Skip to content

ToPrettyString

Overview

ToPrettyString is an internal Spark Catalyst expression that generates human-readable string representations of values across all data types. It differs from standard string casting by printing null values as "NULL" and formatting binary data in hexadecimal format.

Syntax

This is an internal expression not directly accessible through SQL syntax. It's used internally by Spark for pretty-printing values.

Arguments

Argument Type Description
child Expression The input expression whose value will be converted to a pretty string
timeZoneId Option[String] Optional timezone identifier for timestamp formatting (defaults to None)

Return Type

UTF8String - Always returns a non-null UTF8String representation of the input value.

Supported Data Types

All Spark SQL data types are supported, including:

  • Numeric types (integers, decimals, floating-point)
  • String types
  • Binary types (formatted as hex)

WRITTEN REQUEST 1 » From the ToPrettyString page, reproduce the part that opens with the words "UTF8String - Always" and closes with "(formatted as hex)".
WRITTEN REQUEST 2 » According to the ToPrettyString page, how are null values printed?

ENTRIES SHOWN »

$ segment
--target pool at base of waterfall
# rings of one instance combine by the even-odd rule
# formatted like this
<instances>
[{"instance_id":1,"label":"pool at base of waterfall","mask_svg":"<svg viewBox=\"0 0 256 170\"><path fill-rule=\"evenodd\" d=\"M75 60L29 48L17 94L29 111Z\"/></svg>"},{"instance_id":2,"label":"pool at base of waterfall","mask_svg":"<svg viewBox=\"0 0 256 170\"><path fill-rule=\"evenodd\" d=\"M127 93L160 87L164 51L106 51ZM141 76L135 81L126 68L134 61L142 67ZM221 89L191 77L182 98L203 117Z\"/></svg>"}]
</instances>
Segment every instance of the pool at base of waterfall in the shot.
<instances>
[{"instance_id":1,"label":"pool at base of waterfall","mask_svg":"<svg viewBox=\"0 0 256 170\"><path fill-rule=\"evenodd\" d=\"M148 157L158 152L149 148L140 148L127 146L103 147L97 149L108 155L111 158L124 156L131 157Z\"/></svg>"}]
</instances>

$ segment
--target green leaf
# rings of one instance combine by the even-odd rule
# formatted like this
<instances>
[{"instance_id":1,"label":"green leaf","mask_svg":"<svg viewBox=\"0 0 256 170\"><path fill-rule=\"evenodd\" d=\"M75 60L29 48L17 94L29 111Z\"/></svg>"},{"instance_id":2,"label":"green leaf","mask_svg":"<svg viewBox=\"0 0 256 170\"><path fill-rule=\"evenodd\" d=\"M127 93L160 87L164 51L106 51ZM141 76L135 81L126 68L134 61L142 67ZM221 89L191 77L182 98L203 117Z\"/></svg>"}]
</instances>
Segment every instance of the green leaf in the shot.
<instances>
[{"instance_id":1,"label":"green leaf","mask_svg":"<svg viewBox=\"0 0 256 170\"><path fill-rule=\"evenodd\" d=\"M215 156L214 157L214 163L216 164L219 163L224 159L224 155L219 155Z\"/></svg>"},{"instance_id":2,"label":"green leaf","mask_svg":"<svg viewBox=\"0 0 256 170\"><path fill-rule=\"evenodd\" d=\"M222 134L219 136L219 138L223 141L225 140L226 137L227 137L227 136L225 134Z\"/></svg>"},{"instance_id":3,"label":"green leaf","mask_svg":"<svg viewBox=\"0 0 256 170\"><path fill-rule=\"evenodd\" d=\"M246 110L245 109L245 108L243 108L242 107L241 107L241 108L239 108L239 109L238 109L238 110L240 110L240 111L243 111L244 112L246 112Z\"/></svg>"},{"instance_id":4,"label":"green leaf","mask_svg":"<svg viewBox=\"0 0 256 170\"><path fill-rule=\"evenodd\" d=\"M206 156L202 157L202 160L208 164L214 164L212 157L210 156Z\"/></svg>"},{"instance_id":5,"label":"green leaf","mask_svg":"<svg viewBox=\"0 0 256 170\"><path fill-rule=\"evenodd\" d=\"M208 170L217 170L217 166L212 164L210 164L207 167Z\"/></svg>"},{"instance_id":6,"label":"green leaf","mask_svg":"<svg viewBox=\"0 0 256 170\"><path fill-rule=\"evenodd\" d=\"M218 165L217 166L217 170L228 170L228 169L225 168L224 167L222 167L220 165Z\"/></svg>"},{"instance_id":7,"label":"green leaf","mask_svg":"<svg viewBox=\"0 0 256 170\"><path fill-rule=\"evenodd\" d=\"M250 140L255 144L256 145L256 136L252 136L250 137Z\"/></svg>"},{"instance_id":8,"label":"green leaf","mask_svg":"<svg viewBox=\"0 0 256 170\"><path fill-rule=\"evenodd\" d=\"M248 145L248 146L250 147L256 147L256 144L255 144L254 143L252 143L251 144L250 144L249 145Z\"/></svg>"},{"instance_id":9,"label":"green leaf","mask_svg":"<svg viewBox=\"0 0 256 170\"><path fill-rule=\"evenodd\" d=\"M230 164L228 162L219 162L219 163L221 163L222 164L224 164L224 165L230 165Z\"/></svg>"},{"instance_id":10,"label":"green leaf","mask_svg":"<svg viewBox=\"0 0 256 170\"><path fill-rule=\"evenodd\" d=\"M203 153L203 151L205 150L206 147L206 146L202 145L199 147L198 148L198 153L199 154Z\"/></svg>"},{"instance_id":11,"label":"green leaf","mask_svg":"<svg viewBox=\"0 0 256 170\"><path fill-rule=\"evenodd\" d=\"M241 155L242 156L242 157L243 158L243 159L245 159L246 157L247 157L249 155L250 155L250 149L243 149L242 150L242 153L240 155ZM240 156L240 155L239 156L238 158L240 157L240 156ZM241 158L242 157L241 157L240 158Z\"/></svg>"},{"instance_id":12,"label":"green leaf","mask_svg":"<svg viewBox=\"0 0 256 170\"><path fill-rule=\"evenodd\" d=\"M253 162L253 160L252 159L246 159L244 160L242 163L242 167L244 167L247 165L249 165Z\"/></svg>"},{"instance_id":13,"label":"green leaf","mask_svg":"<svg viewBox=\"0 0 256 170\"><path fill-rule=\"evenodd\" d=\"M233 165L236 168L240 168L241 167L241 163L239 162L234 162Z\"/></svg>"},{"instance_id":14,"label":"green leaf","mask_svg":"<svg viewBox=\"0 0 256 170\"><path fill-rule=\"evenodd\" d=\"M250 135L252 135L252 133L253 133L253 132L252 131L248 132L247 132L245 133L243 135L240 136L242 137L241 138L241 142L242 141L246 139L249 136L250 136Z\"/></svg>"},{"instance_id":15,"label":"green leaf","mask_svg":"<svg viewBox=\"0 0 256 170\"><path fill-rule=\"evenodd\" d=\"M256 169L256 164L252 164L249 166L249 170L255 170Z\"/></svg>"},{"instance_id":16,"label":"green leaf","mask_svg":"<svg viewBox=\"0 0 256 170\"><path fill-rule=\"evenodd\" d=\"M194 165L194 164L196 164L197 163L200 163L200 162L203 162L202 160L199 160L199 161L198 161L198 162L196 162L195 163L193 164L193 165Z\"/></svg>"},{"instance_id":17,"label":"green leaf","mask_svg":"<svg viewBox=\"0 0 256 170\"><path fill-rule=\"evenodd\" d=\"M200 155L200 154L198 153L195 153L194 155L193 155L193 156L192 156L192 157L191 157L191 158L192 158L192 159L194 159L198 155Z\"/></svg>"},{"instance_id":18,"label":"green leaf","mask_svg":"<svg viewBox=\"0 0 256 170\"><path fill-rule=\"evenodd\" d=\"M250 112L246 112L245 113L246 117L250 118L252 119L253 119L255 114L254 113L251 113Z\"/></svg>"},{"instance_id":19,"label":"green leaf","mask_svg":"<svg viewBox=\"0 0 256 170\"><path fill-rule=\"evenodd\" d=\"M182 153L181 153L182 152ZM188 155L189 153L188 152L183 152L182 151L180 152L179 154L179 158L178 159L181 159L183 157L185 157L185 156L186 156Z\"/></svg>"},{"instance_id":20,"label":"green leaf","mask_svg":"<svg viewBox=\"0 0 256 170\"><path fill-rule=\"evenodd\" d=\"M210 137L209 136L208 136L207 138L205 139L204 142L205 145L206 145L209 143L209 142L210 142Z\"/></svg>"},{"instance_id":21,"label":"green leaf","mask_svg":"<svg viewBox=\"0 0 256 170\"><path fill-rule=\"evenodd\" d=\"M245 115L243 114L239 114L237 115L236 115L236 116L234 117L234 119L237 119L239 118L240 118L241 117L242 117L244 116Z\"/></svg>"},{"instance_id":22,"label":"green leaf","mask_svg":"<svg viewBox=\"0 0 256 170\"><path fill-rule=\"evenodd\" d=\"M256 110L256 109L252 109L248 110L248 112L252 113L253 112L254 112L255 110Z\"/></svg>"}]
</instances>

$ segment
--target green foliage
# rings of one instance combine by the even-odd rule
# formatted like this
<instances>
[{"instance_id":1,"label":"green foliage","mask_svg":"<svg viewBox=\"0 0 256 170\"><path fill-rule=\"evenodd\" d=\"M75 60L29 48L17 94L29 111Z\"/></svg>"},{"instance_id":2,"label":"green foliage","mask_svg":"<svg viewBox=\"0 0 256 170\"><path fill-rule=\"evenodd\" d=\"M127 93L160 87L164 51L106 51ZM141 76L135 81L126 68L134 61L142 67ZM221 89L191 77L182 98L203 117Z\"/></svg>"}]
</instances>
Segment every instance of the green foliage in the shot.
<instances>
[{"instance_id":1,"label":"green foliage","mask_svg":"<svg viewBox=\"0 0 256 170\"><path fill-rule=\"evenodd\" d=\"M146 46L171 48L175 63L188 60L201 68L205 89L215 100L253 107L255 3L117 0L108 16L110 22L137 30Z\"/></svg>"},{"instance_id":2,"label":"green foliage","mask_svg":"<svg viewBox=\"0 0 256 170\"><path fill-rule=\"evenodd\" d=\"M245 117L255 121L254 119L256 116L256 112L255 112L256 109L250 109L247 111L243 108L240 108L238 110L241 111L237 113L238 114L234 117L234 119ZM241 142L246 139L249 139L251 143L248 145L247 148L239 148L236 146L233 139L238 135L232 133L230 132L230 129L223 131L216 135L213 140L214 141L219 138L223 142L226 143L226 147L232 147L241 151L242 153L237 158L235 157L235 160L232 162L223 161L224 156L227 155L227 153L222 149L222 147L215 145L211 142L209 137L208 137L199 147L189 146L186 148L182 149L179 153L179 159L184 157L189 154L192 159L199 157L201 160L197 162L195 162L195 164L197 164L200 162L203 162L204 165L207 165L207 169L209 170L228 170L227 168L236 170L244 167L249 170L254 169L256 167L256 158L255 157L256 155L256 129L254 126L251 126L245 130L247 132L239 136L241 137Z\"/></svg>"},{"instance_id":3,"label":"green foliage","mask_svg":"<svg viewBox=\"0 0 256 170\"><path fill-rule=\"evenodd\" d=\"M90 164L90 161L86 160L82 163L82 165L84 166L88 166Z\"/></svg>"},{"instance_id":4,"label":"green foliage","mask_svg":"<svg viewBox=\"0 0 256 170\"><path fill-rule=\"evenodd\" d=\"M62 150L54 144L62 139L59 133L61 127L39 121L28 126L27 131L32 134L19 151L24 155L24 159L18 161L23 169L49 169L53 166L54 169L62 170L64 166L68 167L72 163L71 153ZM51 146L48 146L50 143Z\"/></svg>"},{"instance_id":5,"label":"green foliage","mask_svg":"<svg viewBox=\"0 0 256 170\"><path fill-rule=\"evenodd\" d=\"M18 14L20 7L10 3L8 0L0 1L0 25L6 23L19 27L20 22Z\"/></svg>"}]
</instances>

RESPONSE 1 »
UTF8String - Always returns a non-null UTF8String representation of the input value.

Supported Data Types

All Spark SQL data types are supported, including:

  • Numeric types (integers, decimals, floating-point)
  • String types
  • Binary types (formatted as hex)

RESPONSE 2 » As "NULL".